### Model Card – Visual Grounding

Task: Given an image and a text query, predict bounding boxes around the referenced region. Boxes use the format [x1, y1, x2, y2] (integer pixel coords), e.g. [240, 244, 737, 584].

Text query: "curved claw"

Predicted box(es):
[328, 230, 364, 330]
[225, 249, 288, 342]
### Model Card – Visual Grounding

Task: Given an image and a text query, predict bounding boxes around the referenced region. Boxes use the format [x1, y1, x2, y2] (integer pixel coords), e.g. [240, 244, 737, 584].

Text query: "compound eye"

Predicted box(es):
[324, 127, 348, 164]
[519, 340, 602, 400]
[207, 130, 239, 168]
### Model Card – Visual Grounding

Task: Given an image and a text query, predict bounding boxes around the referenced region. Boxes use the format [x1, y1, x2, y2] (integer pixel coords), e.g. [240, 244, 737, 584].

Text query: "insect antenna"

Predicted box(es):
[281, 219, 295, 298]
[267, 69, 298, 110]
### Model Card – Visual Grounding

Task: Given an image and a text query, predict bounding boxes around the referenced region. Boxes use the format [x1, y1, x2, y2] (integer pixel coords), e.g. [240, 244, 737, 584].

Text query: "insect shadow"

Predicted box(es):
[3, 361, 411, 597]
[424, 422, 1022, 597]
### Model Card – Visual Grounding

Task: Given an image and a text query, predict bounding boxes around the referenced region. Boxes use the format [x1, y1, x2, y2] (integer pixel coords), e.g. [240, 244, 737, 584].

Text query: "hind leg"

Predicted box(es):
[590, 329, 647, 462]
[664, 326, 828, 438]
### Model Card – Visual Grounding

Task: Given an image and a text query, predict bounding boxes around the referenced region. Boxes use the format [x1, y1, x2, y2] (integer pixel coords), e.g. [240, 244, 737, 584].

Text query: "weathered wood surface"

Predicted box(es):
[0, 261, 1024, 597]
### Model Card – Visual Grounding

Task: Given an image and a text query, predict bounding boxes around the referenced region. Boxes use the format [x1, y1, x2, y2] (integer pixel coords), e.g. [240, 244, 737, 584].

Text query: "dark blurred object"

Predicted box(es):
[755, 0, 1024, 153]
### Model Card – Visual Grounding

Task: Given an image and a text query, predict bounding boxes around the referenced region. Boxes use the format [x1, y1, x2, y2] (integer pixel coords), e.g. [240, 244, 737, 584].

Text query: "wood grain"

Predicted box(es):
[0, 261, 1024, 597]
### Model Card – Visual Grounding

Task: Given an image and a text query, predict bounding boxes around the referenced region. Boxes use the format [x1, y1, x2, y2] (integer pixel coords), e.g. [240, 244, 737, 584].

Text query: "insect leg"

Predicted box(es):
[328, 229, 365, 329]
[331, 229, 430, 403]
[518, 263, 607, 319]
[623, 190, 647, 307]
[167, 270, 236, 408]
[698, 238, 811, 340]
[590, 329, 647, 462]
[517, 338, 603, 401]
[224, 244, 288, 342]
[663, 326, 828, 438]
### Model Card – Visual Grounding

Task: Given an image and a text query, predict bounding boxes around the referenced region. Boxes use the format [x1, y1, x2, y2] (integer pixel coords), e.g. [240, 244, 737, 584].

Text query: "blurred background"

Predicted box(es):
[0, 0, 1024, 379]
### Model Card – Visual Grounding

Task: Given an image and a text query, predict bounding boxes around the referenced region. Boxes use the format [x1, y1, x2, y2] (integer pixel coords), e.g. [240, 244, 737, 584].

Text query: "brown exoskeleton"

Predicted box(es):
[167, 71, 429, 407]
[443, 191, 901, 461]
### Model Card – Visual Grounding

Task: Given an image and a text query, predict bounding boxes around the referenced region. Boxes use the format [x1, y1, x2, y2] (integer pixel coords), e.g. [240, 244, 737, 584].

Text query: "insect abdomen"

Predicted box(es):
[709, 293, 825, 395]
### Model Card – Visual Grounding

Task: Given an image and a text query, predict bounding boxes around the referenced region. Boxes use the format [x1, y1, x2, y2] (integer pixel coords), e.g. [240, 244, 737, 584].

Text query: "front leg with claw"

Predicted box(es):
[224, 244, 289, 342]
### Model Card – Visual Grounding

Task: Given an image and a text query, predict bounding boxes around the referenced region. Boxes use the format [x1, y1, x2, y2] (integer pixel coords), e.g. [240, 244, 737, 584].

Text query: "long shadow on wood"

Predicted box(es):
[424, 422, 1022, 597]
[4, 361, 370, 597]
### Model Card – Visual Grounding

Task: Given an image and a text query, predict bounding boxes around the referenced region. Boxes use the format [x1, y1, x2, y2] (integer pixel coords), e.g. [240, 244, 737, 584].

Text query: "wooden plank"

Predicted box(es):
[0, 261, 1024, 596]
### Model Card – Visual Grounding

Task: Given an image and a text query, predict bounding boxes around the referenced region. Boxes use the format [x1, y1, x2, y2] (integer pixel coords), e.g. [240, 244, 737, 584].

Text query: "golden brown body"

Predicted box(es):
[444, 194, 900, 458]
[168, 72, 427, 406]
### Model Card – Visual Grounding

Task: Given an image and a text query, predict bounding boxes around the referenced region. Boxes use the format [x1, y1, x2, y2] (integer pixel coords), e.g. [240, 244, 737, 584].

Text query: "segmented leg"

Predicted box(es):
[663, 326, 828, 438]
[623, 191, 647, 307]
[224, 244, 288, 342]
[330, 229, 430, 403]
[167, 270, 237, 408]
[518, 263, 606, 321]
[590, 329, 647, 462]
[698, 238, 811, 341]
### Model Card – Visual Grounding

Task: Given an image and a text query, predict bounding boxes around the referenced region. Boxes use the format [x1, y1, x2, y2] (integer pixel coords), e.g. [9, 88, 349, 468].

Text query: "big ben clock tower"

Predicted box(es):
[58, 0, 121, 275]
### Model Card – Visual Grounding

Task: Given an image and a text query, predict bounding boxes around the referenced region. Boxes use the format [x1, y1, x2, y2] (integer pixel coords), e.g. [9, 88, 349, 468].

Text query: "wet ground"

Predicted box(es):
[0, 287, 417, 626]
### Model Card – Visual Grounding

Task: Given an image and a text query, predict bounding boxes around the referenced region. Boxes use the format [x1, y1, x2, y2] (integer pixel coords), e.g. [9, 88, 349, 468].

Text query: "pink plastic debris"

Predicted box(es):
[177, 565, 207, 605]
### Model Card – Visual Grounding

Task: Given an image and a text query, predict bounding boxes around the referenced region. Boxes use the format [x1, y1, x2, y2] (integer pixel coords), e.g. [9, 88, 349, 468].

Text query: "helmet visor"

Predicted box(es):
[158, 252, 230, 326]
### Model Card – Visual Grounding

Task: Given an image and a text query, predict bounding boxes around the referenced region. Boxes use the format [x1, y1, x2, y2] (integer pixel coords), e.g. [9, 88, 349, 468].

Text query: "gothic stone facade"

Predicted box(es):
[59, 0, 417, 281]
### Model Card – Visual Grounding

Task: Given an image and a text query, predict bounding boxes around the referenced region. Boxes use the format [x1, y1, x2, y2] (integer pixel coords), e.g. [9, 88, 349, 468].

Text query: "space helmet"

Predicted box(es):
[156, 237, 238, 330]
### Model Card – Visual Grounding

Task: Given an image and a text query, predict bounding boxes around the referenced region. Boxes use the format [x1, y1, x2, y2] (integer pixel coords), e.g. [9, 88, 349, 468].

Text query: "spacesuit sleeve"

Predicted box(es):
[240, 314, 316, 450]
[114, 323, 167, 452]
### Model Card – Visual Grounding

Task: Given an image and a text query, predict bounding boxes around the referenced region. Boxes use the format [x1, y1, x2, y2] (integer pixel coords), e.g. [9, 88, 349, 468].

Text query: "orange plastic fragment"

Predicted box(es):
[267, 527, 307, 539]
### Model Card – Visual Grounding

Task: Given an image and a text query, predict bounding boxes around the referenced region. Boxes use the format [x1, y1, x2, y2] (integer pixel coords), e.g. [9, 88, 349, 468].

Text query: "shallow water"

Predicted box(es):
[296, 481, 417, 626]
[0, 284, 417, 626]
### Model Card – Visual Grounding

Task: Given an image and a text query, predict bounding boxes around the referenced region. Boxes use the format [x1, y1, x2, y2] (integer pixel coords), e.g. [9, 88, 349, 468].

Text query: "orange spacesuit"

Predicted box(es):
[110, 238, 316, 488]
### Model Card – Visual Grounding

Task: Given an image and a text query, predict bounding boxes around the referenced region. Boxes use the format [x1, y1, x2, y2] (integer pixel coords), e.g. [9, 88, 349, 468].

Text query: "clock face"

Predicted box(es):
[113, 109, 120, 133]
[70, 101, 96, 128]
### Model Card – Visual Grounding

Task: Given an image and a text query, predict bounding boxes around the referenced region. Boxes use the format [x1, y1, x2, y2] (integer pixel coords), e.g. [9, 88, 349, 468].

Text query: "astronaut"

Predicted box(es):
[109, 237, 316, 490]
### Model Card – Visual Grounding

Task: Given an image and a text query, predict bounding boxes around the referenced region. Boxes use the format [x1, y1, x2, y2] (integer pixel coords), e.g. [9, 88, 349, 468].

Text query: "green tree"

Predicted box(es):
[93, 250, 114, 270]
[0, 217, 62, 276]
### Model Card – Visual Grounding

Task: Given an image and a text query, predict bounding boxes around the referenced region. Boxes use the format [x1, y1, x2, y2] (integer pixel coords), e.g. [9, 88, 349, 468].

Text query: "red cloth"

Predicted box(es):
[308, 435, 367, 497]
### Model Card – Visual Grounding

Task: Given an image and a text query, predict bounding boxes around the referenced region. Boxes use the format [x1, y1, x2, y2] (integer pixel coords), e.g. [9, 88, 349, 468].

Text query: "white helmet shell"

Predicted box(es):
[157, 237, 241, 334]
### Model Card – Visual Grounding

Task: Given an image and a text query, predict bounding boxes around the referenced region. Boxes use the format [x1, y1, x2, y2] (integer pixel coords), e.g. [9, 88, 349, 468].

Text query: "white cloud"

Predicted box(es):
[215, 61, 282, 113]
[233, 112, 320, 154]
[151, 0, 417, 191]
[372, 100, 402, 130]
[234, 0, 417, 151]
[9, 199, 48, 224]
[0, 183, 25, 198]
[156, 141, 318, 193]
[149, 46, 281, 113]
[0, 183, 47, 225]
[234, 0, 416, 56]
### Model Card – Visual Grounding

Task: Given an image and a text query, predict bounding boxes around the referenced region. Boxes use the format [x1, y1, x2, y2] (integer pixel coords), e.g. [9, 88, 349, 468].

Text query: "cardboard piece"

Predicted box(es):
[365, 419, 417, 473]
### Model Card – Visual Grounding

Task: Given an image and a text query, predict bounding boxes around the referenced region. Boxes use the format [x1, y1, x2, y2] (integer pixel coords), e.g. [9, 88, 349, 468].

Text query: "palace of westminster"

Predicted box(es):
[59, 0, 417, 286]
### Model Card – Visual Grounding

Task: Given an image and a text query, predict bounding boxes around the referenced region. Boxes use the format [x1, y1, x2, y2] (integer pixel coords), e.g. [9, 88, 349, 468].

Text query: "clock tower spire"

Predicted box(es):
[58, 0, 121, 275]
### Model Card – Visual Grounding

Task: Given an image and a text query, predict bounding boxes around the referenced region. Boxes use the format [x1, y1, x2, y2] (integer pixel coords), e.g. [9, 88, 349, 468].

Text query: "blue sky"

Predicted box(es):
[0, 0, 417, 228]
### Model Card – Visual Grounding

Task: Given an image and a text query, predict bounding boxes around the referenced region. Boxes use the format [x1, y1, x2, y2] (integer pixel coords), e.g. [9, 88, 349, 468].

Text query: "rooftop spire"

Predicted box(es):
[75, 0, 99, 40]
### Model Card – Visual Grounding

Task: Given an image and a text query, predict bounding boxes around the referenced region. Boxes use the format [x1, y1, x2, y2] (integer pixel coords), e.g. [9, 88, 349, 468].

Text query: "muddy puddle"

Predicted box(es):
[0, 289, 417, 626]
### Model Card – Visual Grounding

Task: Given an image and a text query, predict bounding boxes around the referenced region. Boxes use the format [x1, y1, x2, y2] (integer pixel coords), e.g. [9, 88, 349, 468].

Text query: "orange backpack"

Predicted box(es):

▶ _WHAT YOU NEED TO DO_
Locate each line in the items above that contains the word "orange", and copy every such line in full.

▶ _WRITTEN SOLUTION_
Text query: "orange plastic fragment"
Text query: "orange spacesuit"
Text query: "orange backpack"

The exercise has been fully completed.